## WHAT THE TASK ASKS
Repeat, line for line, the entries printed below.

## DATASET ROWS

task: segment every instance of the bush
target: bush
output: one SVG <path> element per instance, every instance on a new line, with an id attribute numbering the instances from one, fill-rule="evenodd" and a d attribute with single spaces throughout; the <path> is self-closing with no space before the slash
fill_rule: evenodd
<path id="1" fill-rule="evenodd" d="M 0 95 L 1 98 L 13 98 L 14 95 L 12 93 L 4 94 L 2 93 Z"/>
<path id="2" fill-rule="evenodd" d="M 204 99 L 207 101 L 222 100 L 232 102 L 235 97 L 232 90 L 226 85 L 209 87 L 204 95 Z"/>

## CORRECT RESPONSE
task: segment every instance of the bush
target: bush
output: one SVG <path> element per instance, every instance on a new line, with an id attribute numbering the instances from one, fill-rule="evenodd" and a d attribute with single spaces throughout; the <path> is self-closing with no space before the slash
fill_rule: evenodd
<path id="1" fill-rule="evenodd" d="M 0 95 L 1 98 L 13 98 L 14 95 L 12 93 L 4 94 L 2 93 Z"/>
<path id="2" fill-rule="evenodd" d="M 204 99 L 207 101 L 222 100 L 232 102 L 235 97 L 232 90 L 226 85 L 209 87 L 204 95 Z"/>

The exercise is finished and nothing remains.